● WHAT YOU ARE ASKED TO DO: In your reply, print every line of the listing exactly and omit all images.

● DATA TO EXAMINE:
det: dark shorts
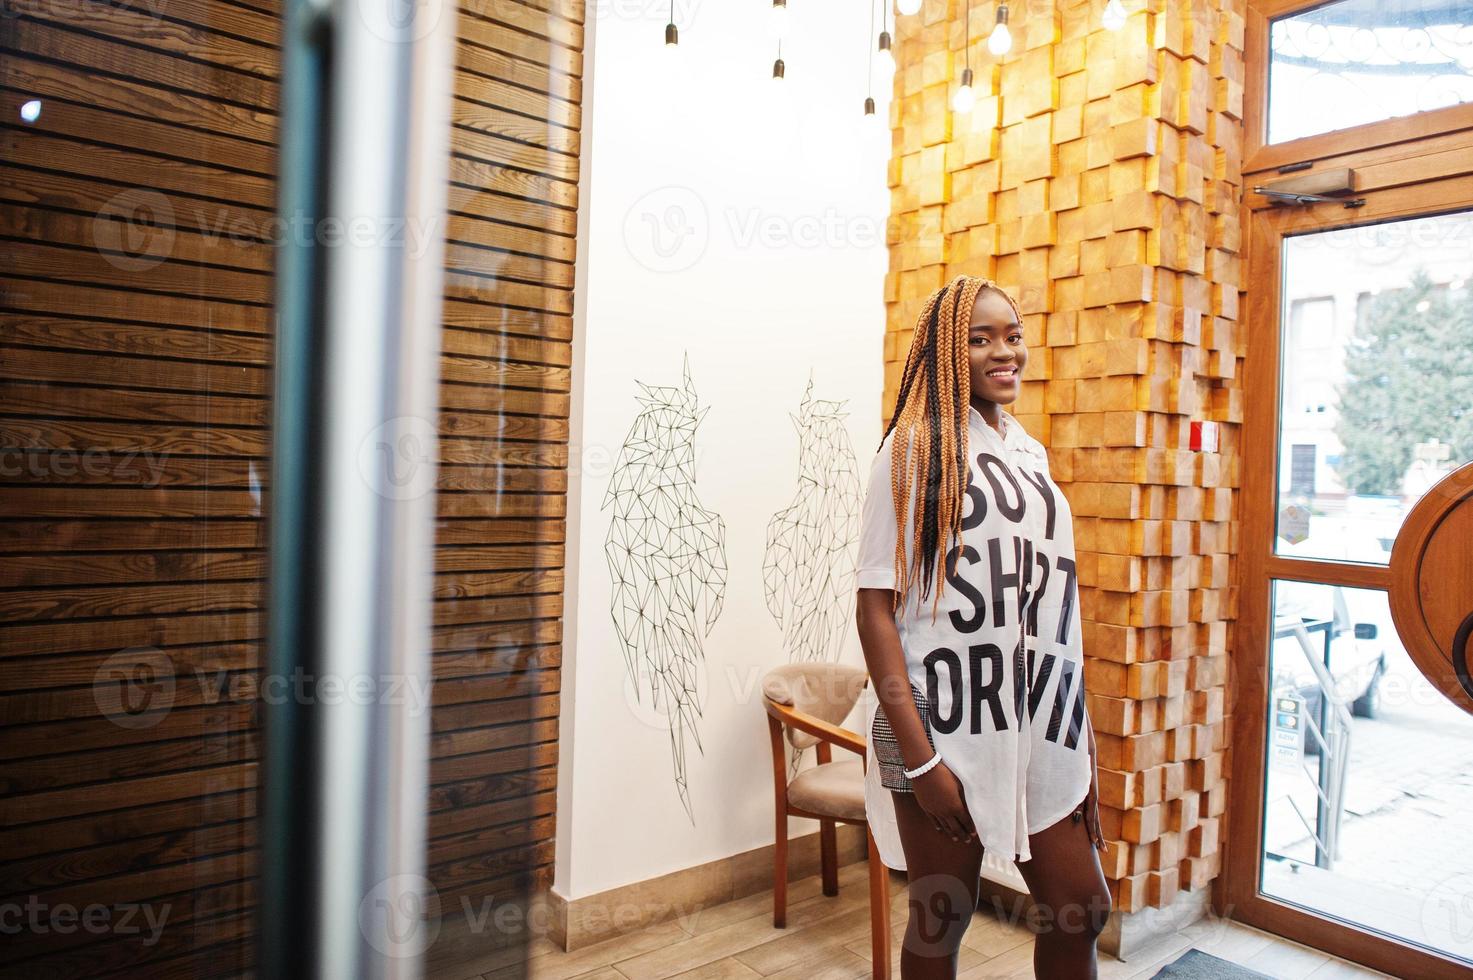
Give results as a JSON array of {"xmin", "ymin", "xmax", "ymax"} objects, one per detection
[{"xmin": 871, "ymin": 680, "xmax": 937, "ymax": 793}]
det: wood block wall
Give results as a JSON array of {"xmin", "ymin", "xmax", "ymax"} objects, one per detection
[{"xmin": 883, "ymin": 0, "xmax": 1246, "ymax": 912}]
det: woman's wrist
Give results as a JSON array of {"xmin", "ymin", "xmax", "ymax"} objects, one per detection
[{"xmin": 902, "ymin": 750, "xmax": 942, "ymax": 779}]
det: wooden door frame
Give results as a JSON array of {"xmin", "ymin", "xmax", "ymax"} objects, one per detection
[{"xmin": 1221, "ymin": 173, "xmax": 1473, "ymax": 979}]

● SOLUTION TO THE PROBLEM:
det: dark shorts
Give results as a JSON array of {"xmin", "ymin", "xmax", "ymax"} objects, one per detection
[{"xmin": 871, "ymin": 680, "xmax": 937, "ymax": 793}]
det: wood block wall
Give results as a JSON array of {"xmin", "ymin", "xmax", "ymax"} objects, one per detection
[{"xmin": 883, "ymin": 0, "xmax": 1246, "ymax": 912}]
det: woman's wrist
Give results as a JSON array of {"xmin", "ymin", "xmax", "ymax"} objects, one per detection
[{"xmin": 902, "ymin": 750, "xmax": 942, "ymax": 779}]
det: wooden door frame
Give results as a JSON array of {"xmin", "ymin", "xmax", "ymax"} objects, one per detection
[{"xmin": 1221, "ymin": 173, "xmax": 1473, "ymax": 979}]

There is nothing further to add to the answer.